Requirements:
Tally the rows below: how many contain the string "target"? Reply with the number alone.

Source material:
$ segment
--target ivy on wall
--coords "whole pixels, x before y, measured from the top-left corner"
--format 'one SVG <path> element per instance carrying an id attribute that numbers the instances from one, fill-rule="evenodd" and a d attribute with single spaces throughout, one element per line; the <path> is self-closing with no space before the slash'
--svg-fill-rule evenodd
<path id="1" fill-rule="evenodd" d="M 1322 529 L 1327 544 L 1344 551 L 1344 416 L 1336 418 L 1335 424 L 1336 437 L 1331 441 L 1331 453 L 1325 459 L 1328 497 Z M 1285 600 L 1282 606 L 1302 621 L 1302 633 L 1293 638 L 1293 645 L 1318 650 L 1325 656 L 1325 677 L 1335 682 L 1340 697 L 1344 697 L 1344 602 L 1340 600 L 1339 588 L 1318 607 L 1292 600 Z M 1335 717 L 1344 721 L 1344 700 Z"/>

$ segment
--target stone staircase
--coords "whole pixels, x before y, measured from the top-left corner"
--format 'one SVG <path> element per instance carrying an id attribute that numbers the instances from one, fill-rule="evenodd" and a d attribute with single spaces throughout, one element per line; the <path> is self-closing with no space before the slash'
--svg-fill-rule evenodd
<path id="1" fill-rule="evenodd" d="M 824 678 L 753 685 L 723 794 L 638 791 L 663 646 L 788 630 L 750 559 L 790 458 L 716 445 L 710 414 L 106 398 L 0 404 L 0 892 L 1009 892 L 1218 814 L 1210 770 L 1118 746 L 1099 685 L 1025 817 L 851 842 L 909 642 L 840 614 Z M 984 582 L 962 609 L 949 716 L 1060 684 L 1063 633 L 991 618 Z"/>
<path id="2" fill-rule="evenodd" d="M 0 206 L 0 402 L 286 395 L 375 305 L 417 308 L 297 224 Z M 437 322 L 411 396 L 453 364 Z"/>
---
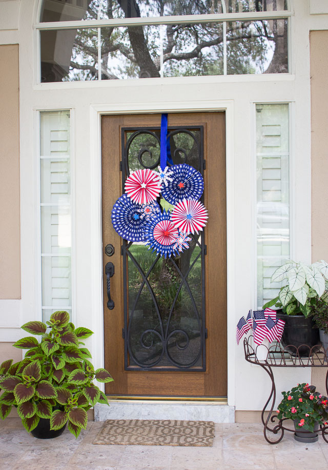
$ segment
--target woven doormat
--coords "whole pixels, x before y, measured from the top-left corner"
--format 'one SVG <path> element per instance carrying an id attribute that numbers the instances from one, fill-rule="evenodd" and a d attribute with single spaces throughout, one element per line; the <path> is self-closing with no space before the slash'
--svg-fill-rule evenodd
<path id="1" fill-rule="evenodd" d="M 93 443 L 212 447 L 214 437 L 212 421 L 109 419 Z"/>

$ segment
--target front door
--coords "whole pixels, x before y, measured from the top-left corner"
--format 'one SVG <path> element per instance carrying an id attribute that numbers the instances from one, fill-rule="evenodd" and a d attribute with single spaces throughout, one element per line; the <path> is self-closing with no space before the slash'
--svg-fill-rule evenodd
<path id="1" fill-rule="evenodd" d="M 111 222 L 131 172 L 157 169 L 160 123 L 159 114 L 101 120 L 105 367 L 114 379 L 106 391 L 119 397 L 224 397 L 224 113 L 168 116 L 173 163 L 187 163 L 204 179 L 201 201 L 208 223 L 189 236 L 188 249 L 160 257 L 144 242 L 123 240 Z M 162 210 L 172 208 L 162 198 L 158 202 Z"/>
---
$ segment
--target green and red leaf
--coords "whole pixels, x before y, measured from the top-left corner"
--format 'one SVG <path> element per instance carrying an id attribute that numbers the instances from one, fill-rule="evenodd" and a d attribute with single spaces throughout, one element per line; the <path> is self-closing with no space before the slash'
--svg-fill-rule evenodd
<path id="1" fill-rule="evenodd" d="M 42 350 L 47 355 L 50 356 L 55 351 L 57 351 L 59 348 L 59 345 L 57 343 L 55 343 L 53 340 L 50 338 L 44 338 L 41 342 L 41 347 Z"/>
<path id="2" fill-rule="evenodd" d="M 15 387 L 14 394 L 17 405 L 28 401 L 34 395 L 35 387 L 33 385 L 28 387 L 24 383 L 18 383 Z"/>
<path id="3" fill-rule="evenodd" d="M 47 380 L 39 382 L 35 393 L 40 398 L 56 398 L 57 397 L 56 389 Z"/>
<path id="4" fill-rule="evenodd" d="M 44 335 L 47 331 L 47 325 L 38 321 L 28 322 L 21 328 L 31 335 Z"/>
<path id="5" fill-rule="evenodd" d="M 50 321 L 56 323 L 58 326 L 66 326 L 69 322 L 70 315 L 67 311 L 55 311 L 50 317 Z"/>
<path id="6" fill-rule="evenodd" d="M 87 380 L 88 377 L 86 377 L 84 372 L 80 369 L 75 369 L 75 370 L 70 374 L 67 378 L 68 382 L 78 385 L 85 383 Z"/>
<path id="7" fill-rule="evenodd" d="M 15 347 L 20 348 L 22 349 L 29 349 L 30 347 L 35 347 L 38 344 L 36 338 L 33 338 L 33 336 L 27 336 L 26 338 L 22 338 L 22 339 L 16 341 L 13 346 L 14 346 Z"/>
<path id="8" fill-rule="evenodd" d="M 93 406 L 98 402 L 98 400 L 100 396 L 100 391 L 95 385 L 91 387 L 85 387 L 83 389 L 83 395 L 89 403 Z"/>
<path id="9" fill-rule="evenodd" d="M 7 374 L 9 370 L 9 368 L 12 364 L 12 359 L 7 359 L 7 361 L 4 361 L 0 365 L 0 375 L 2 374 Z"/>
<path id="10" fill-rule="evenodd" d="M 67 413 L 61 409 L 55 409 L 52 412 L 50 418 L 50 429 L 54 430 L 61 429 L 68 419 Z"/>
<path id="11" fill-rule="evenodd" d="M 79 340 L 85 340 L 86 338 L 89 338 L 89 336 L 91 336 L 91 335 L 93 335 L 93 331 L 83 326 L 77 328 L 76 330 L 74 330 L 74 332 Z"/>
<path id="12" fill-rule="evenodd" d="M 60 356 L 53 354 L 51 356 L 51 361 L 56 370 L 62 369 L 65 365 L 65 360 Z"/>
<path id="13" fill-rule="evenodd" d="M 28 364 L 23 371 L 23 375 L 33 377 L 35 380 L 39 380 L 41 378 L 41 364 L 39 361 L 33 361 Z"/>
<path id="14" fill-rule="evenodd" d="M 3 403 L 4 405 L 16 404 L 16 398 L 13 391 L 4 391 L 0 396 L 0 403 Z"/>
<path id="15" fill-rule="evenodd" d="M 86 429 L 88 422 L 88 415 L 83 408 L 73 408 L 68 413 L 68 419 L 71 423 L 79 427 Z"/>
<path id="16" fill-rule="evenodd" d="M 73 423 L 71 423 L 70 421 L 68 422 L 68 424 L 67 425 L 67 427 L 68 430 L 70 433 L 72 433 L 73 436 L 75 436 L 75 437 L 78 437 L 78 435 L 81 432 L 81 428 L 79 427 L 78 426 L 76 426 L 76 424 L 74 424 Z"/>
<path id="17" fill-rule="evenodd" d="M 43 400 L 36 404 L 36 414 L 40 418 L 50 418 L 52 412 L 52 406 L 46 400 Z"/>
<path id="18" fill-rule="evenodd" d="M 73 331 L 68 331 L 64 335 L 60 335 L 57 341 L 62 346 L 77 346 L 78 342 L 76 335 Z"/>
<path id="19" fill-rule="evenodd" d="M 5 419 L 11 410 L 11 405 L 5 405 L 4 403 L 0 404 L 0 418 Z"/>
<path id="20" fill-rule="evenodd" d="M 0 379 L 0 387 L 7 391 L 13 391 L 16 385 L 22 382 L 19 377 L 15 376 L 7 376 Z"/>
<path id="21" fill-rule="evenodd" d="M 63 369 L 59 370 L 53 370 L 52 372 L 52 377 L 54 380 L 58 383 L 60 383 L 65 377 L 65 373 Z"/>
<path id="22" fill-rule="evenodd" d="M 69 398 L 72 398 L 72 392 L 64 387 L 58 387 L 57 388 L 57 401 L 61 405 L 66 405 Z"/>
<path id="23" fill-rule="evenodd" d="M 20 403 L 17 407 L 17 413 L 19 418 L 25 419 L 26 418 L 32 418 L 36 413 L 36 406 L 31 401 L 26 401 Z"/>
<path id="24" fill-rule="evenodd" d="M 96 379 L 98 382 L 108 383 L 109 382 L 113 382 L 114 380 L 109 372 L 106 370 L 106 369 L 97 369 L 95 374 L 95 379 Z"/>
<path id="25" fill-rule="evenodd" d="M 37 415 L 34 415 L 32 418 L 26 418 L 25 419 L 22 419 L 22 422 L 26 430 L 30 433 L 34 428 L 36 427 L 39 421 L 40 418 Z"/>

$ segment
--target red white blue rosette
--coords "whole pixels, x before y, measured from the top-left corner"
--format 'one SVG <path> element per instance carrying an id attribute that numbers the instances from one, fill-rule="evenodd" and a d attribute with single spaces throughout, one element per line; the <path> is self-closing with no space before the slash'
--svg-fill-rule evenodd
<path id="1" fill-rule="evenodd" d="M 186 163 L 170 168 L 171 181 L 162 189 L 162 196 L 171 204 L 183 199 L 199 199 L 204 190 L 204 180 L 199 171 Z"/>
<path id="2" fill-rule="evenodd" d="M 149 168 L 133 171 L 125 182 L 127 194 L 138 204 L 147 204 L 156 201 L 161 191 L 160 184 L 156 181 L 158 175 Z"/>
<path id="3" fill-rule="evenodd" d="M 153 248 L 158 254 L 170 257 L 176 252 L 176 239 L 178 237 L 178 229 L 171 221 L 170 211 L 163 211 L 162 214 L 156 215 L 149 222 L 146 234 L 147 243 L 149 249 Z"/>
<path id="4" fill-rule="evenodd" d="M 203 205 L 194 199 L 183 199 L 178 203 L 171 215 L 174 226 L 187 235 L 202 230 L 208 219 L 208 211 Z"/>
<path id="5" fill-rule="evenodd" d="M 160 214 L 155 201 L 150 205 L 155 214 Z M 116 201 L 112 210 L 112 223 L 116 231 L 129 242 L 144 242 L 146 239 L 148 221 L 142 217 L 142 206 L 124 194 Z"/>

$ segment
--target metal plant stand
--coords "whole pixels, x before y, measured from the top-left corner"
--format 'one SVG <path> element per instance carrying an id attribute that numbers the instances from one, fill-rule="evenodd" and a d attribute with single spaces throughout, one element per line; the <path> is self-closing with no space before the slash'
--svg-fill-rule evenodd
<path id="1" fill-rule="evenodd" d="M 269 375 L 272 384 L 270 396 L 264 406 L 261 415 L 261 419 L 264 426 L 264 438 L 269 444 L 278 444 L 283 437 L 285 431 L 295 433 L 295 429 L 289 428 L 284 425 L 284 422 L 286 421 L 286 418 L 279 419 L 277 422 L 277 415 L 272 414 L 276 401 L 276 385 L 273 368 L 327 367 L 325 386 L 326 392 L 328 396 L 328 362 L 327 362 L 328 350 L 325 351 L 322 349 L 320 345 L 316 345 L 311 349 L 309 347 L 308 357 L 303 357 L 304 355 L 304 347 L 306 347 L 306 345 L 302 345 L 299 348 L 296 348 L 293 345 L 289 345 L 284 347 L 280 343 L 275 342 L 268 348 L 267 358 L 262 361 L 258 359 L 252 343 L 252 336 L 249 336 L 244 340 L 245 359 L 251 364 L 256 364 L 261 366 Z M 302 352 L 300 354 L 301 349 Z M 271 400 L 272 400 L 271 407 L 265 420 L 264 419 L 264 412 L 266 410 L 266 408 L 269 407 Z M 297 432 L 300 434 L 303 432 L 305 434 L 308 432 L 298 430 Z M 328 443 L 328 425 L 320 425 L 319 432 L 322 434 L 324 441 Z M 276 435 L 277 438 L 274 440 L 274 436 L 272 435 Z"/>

Full response:
7